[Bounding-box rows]
# # # # # # #
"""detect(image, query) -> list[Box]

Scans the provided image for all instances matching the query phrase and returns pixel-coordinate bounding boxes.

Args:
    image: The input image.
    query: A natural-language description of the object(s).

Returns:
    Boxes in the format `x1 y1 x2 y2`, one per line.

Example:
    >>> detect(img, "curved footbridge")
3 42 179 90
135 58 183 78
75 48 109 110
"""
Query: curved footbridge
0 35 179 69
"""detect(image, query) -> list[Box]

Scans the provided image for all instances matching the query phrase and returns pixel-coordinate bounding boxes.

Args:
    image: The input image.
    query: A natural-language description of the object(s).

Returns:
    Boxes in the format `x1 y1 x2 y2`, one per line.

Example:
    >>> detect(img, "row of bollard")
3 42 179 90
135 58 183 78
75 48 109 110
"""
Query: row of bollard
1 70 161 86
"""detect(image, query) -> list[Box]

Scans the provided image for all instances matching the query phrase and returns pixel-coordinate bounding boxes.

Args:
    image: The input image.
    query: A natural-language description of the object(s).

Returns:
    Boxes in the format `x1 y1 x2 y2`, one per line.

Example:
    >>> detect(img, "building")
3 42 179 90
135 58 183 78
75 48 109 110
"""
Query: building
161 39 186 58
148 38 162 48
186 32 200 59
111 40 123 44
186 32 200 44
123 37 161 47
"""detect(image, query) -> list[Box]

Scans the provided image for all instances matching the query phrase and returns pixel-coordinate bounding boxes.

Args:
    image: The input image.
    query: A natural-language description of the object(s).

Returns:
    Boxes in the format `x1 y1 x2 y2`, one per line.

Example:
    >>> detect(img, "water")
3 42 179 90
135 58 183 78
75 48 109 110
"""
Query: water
# # # # # # #
Copy the rows again from the start up to and including the line with "0 35 179 69", requests included, multiplying each box coordinate in the answers by 1.95 and rounding to whole numbers, with halves going up. Leave the numbers in the requests and in their sample output unchanged.

▶ [Correct output]:
"""detect(image, query) -> list[Box]

Scans the provided image for all instances matching the query phrase and returns pixel-coordinate bounding boxes.

Args:
    image: The input image.
    query: A natural-language description of the object(s).

Returns:
    Boxes in the format `x1 y1 x2 y2`, one per line.

Example:
    >>> detect(img, "curved footbridge")
3 42 179 90
135 58 183 78
75 48 109 110
"""
Query: curved footbridge
0 68 349 135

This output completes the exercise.